_Problem_
Type the records out again in full, exactly.

_Given entries_
◇ ◇ ◇ ◇ ◇ ◇ ◇

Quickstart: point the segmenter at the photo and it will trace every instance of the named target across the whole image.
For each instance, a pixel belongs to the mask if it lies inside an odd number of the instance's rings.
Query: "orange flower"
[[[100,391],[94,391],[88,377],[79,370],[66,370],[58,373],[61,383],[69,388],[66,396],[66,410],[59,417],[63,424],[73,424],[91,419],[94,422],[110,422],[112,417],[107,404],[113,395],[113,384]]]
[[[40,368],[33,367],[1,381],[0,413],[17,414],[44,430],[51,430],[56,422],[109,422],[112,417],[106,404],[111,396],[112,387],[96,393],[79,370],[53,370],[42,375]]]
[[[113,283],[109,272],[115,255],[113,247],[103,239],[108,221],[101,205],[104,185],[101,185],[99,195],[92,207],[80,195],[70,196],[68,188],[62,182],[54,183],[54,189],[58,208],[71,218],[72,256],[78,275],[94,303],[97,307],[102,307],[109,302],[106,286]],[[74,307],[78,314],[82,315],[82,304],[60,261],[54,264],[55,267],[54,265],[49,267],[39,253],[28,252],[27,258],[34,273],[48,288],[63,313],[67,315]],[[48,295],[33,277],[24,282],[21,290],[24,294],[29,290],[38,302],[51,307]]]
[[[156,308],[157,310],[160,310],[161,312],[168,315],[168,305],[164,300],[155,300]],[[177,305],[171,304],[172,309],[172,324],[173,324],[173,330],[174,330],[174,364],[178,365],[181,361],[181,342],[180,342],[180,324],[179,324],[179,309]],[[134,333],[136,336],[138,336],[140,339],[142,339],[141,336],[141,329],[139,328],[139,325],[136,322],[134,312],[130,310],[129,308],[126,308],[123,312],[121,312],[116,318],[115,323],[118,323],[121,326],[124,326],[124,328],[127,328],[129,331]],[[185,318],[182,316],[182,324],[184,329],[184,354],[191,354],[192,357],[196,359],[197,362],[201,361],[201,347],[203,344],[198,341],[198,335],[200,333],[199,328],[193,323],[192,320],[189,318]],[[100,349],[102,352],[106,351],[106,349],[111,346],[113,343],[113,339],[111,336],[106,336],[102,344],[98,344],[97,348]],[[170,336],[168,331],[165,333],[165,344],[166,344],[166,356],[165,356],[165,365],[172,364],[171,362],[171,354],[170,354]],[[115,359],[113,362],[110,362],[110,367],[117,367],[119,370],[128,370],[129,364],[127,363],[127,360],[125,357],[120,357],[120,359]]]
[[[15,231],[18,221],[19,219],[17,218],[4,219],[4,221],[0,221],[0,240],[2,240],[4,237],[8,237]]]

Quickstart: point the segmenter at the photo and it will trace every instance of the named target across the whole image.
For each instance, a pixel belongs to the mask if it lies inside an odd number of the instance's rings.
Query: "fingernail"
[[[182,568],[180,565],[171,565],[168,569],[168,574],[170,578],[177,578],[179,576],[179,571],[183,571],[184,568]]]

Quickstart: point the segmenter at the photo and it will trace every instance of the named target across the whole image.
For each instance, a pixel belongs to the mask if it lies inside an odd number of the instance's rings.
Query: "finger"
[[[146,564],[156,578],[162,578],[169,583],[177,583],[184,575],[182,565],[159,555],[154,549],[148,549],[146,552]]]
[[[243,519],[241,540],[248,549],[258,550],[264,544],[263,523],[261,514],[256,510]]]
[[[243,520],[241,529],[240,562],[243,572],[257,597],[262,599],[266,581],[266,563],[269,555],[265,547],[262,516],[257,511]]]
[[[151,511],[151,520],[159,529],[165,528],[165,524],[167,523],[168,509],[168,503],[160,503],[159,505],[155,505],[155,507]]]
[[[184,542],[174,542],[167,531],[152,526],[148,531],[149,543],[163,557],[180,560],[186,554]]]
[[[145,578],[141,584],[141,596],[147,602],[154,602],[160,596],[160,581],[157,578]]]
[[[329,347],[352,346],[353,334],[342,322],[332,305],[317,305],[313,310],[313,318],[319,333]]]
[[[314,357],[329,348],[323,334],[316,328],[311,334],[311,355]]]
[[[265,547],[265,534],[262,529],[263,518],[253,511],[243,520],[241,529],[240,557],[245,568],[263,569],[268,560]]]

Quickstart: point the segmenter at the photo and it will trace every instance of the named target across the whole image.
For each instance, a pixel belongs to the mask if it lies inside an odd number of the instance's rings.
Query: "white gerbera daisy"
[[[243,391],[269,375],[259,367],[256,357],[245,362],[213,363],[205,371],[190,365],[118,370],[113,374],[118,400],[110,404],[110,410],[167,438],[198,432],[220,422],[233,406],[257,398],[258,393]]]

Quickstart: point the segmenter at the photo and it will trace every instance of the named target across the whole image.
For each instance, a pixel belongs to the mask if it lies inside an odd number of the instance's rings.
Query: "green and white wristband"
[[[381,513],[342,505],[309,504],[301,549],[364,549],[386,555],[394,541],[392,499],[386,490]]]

◇ ◇ ◇ ◇ ◇ ◇ ◇

_Solution below_
Quickstart: point the segmenter at the photo and it will trace every instance of the named target across the whole image.
For each instance, a pixel belongs to the mask if it lies inside an odd number of the instance's rings.
Query: "orange flower"
[[[100,391],[94,391],[88,377],[79,370],[66,370],[58,373],[61,383],[69,388],[66,396],[66,410],[59,417],[63,424],[73,424],[91,419],[94,422],[110,422],[112,417],[107,404],[113,395],[113,384]]]
[[[40,368],[33,367],[1,381],[0,413],[17,414],[44,430],[51,430],[56,422],[109,422],[112,417],[106,404],[111,396],[112,387],[96,393],[79,370],[53,370],[42,375]]]
[[[113,283],[109,272],[115,255],[113,247],[103,239],[108,221],[101,205],[104,185],[101,185],[99,195],[92,207],[80,195],[70,196],[68,188],[62,182],[54,183],[54,189],[58,208],[71,218],[72,256],[78,275],[94,303],[97,307],[102,307],[109,302],[106,286]],[[74,307],[78,314],[82,315],[82,304],[60,261],[54,264],[55,267],[54,265],[49,267],[39,253],[28,252],[27,258],[34,273],[48,288],[63,313],[67,315]],[[48,295],[33,277],[24,282],[21,290],[24,294],[29,290],[38,302],[51,307]]]
[[[156,308],[157,310],[160,310],[161,312],[168,315],[168,305],[164,300],[155,300]],[[177,305],[171,304],[172,309],[172,324],[173,324],[173,330],[174,330],[174,364],[178,365],[181,361],[181,342],[180,342],[180,324],[179,324],[179,309]],[[134,333],[136,336],[138,336],[140,339],[142,339],[141,336],[141,329],[139,328],[139,325],[136,322],[134,312],[130,310],[129,308],[126,308],[123,312],[121,312],[116,318],[115,323],[118,323],[121,326],[124,326],[124,328],[127,328],[129,331]],[[185,318],[182,316],[182,324],[184,329],[184,354],[191,354],[192,357],[196,359],[197,362],[201,361],[201,347],[203,344],[198,341],[198,335],[200,333],[199,328],[193,323],[192,320],[189,318]],[[100,349],[102,352],[106,351],[106,349],[111,346],[113,343],[113,339],[111,336],[106,336],[102,344],[98,344],[97,348]],[[170,336],[168,331],[165,333],[165,344],[166,344],[166,356],[165,356],[165,365],[172,364],[171,362],[171,354],[170,354]],[[115,359],[113,362],[110,362],[110,367],[117,367],[119,370],[128,370],[129,364],[127,363],[127,360],[125,357],[120,357],[120,359]]]
[[[15,231],[18,221],[19,219],[17,218],[4,219],[4,221],[0,221],[0,240],[2,240],[4,237],[8,237]]]

Quickstart: point the segmenter at the photo and it will trace every instance of the named target across the whole image.
For each instance, a pixel belongs to the mask if it lies inside an odd number of the instance's rings.
Query: "fingernail"
[[[182,568],[180,565],[171,565],[168,569],[168,574],[170,578],[177,578],[179,576],[179,571],[183,571],[184,568]]]

Quickstart: point the segmenter at the photo and it will trace every instance of the named target across the whole image.
For each instance, a pixel belongs to the mask if it lies inside an odd number of the instance's rings.
Query: "finger"
[[[146,564],[156,578],[162,578],[169,583],[177,583],[184,575],[182,565],[159,555],[154,549],[148,549],[146,552]]]
[[[243,519],[241,540],[248,549],[258,550],[264,544],[263,523],[261,514],[256,510]]]
[[[243,520],[241,529],[240,562],[243,572],[257,597],[262,599],[266,581],[266,563],[269,555],[265,547],[262,516],[257,511]]]
[[[151,511],[151,520],[159,529],[165,528],[165,524],[167,523],[168,509],[168,503],[160,503],[159,505],[155,505],[155,507]]]
[[[184,542],[174,542],[167,531],[152,526],[148,531],[149,543],[163,557],[180,560],[186,554]]]
[[[145,578],[141,584],[141,596],[147,602],[154,602],[160,596],[160,581],[157,578]]]
[[[329,347],[352,346],[353,334],[342,322],[332,305],[317,305],[313,310],[313,318],[319,333]]]
[[[314,357],[329,348],[323,334],[316,328],[311,334],[311,355]]]
[[[265,547],[265,534],[262,529],[263,518],[253,511],[243,520],[241,529],[240,557],[245,568],[263,569],[268,560]]]

Quickstart: point the segmenter at the photo and it will trace every instance of the named target across the whole image.
For each instance, a pixel belongs to the mask if it lies inside an odd number of the instance's rings.
Query: "white gerbera daisy"
[[[243,391],[269,375],[259,367],[256,357],[245,362],[213,363],[205,371],[190,365],[118,370],[113,374],[118,400],[110,404],[110,410],[167,438],[198,432],[220,422],[233,406],[257,398],[258,393]]]

Quickstart: point the segmenter at the photo and it will trace every instance of the named target across the whole image.
For each instance, a pixel belongs to the mask if it lies inside an odd number of the instance's rings.
Query: "green and white wristband"
[[[381,513],[342,505],[309,504],[301,549],[364,549],[386,555],[394,541],[392,499],[386,490]]]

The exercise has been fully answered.